• [EXERCISE] Convert all of the records below into a single numbered list with one line per entry, leaving out any blank lines.

• [EXTRACTED MATERIAL]
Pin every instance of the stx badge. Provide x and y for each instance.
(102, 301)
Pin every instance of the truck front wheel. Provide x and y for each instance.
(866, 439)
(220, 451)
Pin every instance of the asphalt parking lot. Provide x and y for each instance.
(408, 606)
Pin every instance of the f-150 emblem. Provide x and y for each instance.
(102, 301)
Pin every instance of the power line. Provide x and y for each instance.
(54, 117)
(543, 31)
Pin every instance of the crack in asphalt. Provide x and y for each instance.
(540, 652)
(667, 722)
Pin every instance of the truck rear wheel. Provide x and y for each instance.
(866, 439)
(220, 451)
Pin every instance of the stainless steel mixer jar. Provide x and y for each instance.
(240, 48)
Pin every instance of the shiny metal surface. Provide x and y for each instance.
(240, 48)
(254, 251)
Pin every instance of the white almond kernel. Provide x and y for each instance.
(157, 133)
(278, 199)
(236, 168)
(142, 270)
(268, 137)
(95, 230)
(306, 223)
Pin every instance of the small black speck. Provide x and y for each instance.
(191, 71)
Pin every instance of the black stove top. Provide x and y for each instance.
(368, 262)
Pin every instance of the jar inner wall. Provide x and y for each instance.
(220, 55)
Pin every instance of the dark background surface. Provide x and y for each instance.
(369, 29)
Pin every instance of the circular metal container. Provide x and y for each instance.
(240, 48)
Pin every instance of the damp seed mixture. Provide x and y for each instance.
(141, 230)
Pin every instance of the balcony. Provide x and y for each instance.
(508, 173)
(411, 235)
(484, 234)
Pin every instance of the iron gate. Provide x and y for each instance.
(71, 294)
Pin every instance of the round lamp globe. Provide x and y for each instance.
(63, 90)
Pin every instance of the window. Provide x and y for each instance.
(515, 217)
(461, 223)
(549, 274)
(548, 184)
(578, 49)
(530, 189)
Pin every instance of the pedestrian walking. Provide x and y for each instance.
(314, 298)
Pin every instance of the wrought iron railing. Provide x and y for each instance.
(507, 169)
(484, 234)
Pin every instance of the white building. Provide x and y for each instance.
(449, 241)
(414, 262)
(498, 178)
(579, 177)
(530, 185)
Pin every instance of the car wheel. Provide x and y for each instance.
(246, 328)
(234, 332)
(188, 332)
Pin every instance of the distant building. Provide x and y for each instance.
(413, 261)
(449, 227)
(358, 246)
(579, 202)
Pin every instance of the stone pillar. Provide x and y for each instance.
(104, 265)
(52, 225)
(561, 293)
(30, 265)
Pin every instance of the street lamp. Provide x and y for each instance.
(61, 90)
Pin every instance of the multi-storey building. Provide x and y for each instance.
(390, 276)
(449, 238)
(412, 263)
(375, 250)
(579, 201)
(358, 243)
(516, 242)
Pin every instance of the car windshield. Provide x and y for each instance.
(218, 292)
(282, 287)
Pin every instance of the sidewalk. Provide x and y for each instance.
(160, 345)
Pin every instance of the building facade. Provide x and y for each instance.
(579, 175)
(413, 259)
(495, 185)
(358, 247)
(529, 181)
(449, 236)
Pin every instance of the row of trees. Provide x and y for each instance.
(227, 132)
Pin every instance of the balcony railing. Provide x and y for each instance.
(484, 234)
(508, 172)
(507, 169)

• [RESULT FOR THIS EXERCISE]
1. Pin every instance of the stx badge. Provide x and y for each instance.
2. (102, 301)
3. Pin every instance of the truck front wheel. Provide x and y for each instance.
4. (866, 439)
5. (220, 451)
6. Pin every instance of the asphalt parking lot. Provide x and y for each instance.
7. (408, 606)
8. Pin every instance of the f-150 emblem. Provide x and y for each instance.
9. (102, 301)
10. Pin every instance of the power line. Provide x and y for each instance.
11. (54, 117)
12. (543, 31)
13. Pin every instance of the crack in asphalt. Provide x and y for each instance.
14. (540, 652)
15. (667, 722)
16. Pin every instance of the truck rear wheel. Provide x and y for each instance.
17. (866, 439)
18. (220, 451)
19. Pin every instance of the stainless steel mixer jar. Provide x and y for each instance.
20. (240, 48)
21. Pin every instance of the shiny metal surface. Provide x and y for each instance.
22. (240, 48)
23. (254, 251)
24. Pin every instance of the white almond kernel. Provide x and y for each instance.
25. (157, 133)
26. (278, 199)
27. (236, 168)
28. (142, 270)
29. (268, 137)
30. (95, 230)
31. (306, 223)
32. Pin every instance of the small black speck. Provide x and y for each instance.
33. (191, 71)
34. Pin every instance of the black stove top. Provide x and y for each instance.
35. (368, 262)
36. Pin every instance of the jar inner wall. Provide x and y for each instance.
37. (220, 55)
38. Pin every instance of the dark background surface. Provide x and y for each instance.
39. (369, 29)
40. Pin every instance of the circular metal container. Provide x and y for each instance.
41. (240, 48)
42. Pin every instance of the damp seed mixture. Provide x and y for each instance.
43. (141, 230)
44. Pin every instance of the balcony. Provide x and y for each instance.
45. (508, 173)
46. (411, 235)
47. (484, 234)
48. Pin every instance of the iron gate. Provide x and y for each instance.
49. (71, 294)
50. Pin every instance of the round lamp globe. Provide x and y for each instance.
51. (63, 90)
52. Pin every instance of the window. Provide x and y for each instance.
53. (515, 217)
54. (461, 223)
55. (549, 274)
56. (548, 184)
57. (578, 49)
58. (530, 189)
59. Pin every instance of the pedestrian walking. Provide x and y for each instance.
60. (314, 298)
61. Pin every instance of the wrought iron railing. Provide x and y for each instance.
62. (507, 169)
63. (484, 234)
64. Pin every instance of the white building. Provide x and y for each instance.
65. (449, 241)
66. (414, 262)
67. (498, 178)
68. (579, 177)
69. (530, 185)
70. Pin every instance of the car wheel. Provide x and y for each instance.
71. (246, 328)
72. (234, 332)
73. (188, 332)
74. Pin every instance of the distant building. Provide x and y for each instance.
75. (413, 261)
76. (449, 227)
77. (358, 246)
78. (579, 202)
79. Pin every instance of the stone pillar. Provide x and y for each instance.
80. (104, 265)
81. (52, 225)
82. (561, 293)
83. (30, 265)
84. Pin every instance of the street lamp. Provide x and y for each instance.
85. (61, 90)
86. Pin every instance of the multi-storey building. Provide x and y for each instance.
87. (390, 276)
88. (449, 238)
89. (412, 263)
90. (375, 250)
91. (579, 201)
92. (358, 243)
93. (516, 242)
94. Pin every instance of the car windshield. Provide x and y for each instance.
95. (218, 292)
96. (282, 287)
97. Pin every instance of the sidewalk. Provide x and y for each instance.
98. (160, 345)
99. Pin every instance of the building facade. Provide x and y for each instance.
100. (579, 175)
101. (413, 259)
102. (495, 185)
103. (358, 247)
104. (529, 181)
105. (449, 236)
106. Pin every instance of the row of trees. Provide x and y for each instance.
107. (227, 132)
108. Pin every instance of the balcony railing. Provide x and y for each instance.
109. (484, 234)
110. (508, 172)
111. (507, 169)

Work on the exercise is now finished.